Written task -
Copy the lines exactly, beginning with the line that contains "Objective — one point per instance of the white placard" and continuing through the last line.

Record set -

++++++++++++++++++++

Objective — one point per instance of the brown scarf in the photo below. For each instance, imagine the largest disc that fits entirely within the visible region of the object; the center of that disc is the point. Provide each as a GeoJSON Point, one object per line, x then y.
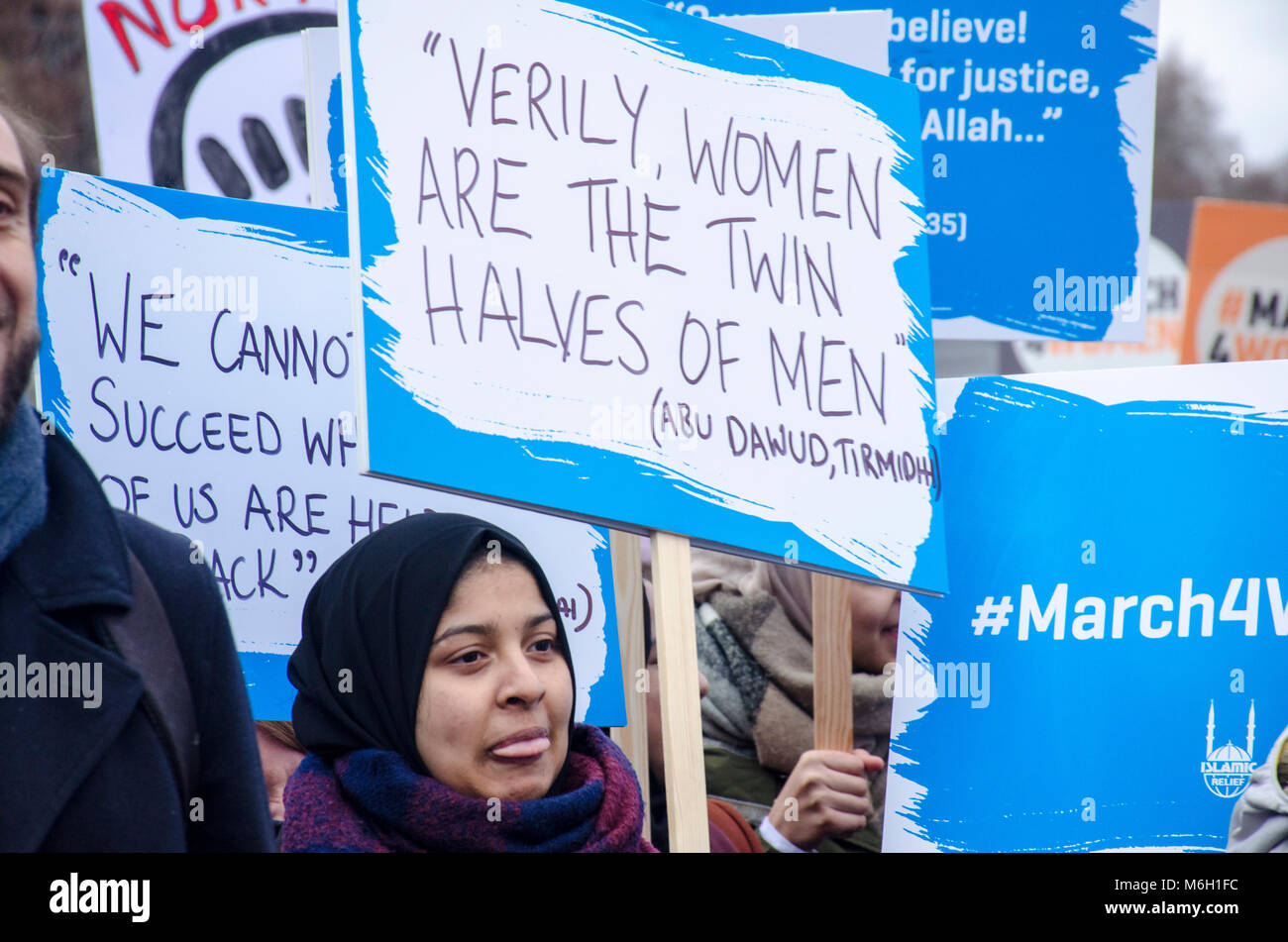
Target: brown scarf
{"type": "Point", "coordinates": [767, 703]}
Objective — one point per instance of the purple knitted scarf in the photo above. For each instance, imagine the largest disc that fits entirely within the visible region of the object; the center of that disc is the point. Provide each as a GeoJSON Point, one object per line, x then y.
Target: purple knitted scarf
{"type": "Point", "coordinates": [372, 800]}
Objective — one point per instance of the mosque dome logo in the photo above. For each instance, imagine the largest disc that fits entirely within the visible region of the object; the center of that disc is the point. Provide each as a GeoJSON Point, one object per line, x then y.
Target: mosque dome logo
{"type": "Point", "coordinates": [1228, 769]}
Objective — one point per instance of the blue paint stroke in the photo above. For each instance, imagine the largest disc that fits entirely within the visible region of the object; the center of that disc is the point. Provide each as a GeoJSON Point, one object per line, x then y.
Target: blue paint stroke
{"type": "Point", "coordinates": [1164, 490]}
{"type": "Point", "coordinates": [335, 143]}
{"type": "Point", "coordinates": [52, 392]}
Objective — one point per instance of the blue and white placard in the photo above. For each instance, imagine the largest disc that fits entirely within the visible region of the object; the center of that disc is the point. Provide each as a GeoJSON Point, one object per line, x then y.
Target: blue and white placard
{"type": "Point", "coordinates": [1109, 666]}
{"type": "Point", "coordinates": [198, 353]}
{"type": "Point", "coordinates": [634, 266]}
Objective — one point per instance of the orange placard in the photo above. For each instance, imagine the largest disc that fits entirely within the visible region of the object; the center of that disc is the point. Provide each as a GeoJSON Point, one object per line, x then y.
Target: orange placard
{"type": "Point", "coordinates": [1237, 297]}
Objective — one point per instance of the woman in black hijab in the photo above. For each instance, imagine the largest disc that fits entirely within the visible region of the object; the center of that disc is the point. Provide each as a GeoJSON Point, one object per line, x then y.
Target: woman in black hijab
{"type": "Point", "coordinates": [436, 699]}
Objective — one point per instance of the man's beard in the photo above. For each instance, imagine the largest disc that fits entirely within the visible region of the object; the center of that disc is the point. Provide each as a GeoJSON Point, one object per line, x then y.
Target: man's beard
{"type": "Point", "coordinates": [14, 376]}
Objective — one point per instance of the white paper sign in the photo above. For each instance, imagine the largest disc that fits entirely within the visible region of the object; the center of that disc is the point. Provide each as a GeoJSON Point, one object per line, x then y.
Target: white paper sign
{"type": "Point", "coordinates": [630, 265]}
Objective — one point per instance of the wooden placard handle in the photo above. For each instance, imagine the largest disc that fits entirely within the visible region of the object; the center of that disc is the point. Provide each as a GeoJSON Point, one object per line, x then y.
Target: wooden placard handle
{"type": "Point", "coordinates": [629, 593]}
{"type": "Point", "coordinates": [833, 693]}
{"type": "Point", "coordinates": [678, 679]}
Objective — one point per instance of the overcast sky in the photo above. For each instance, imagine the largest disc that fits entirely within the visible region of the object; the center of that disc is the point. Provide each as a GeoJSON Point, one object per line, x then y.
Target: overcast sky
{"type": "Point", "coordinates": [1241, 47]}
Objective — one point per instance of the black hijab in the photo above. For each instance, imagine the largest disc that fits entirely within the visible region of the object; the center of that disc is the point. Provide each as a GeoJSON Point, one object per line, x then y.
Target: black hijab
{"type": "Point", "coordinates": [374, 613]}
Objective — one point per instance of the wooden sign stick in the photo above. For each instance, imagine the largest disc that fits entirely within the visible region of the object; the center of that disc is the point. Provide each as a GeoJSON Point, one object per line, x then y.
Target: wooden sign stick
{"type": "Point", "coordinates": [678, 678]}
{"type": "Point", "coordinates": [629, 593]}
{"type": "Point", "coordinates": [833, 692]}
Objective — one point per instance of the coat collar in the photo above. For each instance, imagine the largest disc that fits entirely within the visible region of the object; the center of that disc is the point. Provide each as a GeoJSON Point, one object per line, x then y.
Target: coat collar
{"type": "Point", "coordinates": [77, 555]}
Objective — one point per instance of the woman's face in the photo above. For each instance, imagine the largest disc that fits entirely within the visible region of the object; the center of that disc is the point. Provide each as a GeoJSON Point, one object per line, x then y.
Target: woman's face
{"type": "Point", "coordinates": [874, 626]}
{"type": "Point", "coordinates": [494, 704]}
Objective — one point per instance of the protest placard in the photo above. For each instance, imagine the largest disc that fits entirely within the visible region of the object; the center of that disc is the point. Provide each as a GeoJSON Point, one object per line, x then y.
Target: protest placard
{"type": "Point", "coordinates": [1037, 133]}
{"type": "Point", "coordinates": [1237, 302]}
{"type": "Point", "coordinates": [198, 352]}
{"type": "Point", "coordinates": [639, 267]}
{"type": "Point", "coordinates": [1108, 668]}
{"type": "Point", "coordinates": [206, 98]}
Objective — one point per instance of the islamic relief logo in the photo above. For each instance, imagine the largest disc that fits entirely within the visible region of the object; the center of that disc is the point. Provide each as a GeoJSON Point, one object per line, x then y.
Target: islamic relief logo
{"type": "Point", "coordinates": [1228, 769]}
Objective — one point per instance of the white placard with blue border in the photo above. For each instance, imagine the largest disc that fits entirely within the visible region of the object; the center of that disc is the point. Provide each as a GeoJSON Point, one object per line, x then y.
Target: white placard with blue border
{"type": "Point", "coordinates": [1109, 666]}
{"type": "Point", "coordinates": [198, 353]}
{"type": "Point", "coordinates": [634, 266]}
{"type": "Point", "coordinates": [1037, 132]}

++++++++++++++++++++

Task output -
Objective — one point per instance of the white placard with blue border in the photo above. For each instance, imagine the largest disc that fits entirely within the visible region of the object; the center of that disc is the point. Provide each as a GeoJSON Point, one object per line, x then y.
Target: white placard with blue border
{"type": "Point", "coordinates": [1109, 666]}
{"type": "Point", "coordinates": [198, 353]}
{"type": "Point", "coordinates": [634, 266]}
{"type": "Point", "coordinates": [1037, 132]}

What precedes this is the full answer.